=== TEXT PASSAGE ===
I fail to see why this is an issue. What did we expect, for the human population to grow exponentially on a planet of finite resources? The question should not be "how to get birthrates back up" but how to ensure a decent quality of life for the aging population without also compromising the livelihood of the younger generations. Encouraging couples to have kids artificially is a band-aid solution ignoring a larger problem.
looks like population increase is gonna flatline between 10-11 billion, but we just don't have the resources to support that so I expect that by the end of the century with climate disasters and wars over limited resources we'll be back to 4-5 billion which -might- be sustainable with better technology and wiser decisions and a world government enforcing it which might be possible after the resource and climate disaster that the human population will face. Hopefully it will be patterned after western democracies and not Chinese/Russian totalitarianism.
A declining population may not be a huge problem if it is temporary and it is mostly older people who die. Getting fewer kids cause problems and if the decline just continues for centuries or millenia you may end up with a very, very small population.
Losing 0.5% every year means you lose 40% in a hundred years and 63% in two hundred years.
I don't think the way the issue is currently framed is concerned about long-term extinction. All of the low-birthrate articles I read are from the POV of "how do we artificially prop up birth-rates to continue the infinite growth economy". The current "function" is built around optimizing on the wrong parameter. Structure your economy and society around human fulfillment, not infinite growth, and people will be more inclined to reproduce. This is never a point of discussion though because it goes against corporate interests.
Young people grow, old people stop growing. To keep the economy growing, you need to keep the population young i.e. maintain a fixed young to old ratio.
===
WHAT TO WORK ON:
1) In the comments on population decline, between what figures is population increase expected to flatline?
2) Reproduce the part of the population-decline comments that opens with the words containing "looks like population" and closes with "not Chinese/Russian totalitarianism.".
=== RECORD SET ===
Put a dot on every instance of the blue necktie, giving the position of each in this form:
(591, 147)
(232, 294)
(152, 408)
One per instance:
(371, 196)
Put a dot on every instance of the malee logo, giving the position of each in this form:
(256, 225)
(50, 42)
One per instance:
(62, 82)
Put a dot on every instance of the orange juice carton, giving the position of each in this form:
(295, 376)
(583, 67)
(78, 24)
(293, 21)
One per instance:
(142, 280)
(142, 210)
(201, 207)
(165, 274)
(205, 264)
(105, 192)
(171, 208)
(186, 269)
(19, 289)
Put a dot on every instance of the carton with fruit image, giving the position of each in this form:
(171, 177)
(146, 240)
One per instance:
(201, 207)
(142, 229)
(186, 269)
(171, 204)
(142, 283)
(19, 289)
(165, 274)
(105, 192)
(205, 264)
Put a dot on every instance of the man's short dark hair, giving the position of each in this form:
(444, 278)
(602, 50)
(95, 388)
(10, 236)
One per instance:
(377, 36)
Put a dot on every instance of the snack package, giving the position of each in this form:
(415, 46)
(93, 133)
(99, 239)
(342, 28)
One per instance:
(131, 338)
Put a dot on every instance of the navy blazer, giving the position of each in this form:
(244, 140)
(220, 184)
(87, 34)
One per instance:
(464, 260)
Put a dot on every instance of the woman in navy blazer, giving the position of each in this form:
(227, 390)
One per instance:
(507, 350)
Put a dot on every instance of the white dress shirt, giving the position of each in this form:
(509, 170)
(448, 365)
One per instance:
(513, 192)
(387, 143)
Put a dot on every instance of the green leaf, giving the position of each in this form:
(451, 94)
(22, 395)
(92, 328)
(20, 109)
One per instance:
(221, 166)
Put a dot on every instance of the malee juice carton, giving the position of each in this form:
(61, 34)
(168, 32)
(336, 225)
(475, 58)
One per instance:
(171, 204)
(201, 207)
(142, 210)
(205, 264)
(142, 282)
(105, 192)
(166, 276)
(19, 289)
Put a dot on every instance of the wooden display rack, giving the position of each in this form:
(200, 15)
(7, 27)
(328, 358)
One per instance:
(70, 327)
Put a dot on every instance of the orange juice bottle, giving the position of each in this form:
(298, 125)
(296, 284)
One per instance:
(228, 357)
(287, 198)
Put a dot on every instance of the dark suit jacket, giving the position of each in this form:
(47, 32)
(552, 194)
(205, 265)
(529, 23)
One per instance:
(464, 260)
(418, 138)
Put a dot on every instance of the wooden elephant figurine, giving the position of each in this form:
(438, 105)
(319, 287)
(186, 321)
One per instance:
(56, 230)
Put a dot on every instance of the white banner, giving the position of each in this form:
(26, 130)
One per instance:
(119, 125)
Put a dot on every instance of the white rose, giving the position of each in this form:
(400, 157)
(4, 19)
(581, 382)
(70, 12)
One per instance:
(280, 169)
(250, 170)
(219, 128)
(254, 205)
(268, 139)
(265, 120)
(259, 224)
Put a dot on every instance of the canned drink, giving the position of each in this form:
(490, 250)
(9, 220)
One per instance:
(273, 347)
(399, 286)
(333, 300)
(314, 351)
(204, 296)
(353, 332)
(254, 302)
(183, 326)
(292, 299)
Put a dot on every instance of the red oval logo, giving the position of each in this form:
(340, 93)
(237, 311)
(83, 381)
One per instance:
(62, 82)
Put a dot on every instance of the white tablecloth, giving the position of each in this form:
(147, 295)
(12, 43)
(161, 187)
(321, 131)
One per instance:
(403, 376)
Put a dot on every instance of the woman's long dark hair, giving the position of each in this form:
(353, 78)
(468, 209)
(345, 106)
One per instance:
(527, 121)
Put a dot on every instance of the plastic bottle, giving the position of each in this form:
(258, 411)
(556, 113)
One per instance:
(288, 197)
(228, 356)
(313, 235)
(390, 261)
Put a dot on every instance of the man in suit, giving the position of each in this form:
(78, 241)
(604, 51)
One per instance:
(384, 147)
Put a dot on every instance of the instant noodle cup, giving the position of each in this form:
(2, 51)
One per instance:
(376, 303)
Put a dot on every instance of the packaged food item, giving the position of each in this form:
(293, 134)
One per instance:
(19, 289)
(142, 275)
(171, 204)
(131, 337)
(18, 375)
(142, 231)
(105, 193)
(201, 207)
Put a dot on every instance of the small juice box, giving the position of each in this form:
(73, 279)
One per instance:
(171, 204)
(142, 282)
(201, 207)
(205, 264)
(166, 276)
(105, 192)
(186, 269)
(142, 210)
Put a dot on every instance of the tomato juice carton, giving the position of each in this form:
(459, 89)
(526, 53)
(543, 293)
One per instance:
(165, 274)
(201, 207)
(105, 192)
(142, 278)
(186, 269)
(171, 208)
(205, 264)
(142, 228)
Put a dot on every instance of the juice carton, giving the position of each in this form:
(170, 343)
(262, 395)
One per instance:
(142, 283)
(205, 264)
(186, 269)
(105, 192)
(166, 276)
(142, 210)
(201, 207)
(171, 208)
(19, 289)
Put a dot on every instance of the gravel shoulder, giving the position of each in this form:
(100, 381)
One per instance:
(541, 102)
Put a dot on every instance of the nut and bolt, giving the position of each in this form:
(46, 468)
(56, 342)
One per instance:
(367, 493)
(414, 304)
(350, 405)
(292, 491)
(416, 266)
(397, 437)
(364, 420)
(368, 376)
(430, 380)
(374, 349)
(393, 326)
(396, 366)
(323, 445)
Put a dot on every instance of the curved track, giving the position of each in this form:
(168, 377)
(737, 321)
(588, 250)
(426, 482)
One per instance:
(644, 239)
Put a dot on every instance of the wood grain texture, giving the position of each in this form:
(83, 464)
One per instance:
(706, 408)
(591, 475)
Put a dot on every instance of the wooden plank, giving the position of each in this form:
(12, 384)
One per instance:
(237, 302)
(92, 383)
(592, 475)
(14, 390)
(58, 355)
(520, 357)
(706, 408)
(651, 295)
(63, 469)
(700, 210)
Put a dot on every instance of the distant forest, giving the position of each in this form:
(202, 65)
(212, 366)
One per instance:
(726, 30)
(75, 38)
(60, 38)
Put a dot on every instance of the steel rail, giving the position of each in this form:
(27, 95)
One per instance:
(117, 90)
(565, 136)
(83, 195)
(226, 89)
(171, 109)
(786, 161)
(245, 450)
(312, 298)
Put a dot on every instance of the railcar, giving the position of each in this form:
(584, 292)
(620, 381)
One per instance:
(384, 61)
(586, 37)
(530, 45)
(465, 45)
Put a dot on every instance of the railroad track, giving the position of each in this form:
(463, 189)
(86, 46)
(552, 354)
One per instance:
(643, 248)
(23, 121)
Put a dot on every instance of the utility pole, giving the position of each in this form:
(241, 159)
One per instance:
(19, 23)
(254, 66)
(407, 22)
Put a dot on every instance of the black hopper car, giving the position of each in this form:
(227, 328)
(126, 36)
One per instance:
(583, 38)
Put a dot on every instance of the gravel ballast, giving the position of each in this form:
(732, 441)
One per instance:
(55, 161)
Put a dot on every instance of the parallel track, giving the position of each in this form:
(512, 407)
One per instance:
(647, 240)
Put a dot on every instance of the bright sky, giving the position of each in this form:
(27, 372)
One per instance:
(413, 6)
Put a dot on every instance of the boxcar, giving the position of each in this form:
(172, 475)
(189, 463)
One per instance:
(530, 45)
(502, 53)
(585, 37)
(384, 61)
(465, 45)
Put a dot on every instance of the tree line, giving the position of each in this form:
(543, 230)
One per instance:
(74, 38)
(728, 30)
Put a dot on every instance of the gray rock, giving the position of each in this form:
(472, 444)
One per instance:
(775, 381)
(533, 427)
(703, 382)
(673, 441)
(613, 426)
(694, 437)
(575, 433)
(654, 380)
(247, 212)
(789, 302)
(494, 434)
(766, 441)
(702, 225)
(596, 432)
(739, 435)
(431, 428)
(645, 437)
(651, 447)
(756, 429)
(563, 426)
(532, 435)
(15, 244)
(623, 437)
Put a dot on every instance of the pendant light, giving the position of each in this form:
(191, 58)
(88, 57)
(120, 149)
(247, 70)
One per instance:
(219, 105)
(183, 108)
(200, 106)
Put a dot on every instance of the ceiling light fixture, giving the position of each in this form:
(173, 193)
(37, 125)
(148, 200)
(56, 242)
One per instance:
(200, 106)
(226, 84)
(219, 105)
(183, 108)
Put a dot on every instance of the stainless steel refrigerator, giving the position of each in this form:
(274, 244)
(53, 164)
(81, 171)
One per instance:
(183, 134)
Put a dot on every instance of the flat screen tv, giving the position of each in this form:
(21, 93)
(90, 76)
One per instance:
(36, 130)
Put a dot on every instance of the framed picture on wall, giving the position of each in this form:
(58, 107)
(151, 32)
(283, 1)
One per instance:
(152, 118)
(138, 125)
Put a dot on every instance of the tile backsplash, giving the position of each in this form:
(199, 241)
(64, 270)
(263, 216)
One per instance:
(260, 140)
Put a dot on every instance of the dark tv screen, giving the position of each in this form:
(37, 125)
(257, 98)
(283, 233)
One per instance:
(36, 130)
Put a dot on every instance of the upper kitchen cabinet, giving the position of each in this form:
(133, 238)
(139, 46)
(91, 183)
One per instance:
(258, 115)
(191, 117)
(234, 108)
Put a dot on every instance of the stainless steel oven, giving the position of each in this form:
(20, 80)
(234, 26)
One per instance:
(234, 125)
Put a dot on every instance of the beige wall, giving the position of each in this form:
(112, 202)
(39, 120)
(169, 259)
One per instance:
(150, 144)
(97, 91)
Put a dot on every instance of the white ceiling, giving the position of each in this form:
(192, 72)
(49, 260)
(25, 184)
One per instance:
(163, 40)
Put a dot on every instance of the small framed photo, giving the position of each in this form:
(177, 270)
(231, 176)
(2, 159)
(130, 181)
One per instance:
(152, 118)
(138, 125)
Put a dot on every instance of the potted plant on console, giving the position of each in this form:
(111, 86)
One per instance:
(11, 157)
===
RESPONSES:
1) Between 10 and 11 billion.

2)
looks like population increase is gonna flatline between 10-11 billion, but we just don't have the resources to support that so I expect that by the end of the century with climate disasters and wars over limited resources we'll be back to 4-5 billion which -might- be sustainable with better technology and wiser decisions and a world government enforcing it which might be possible after the resource and climate disaster that the human population will face. Hopefully it will be patterned after western democracies and not Chinese/Russian totalitarianism.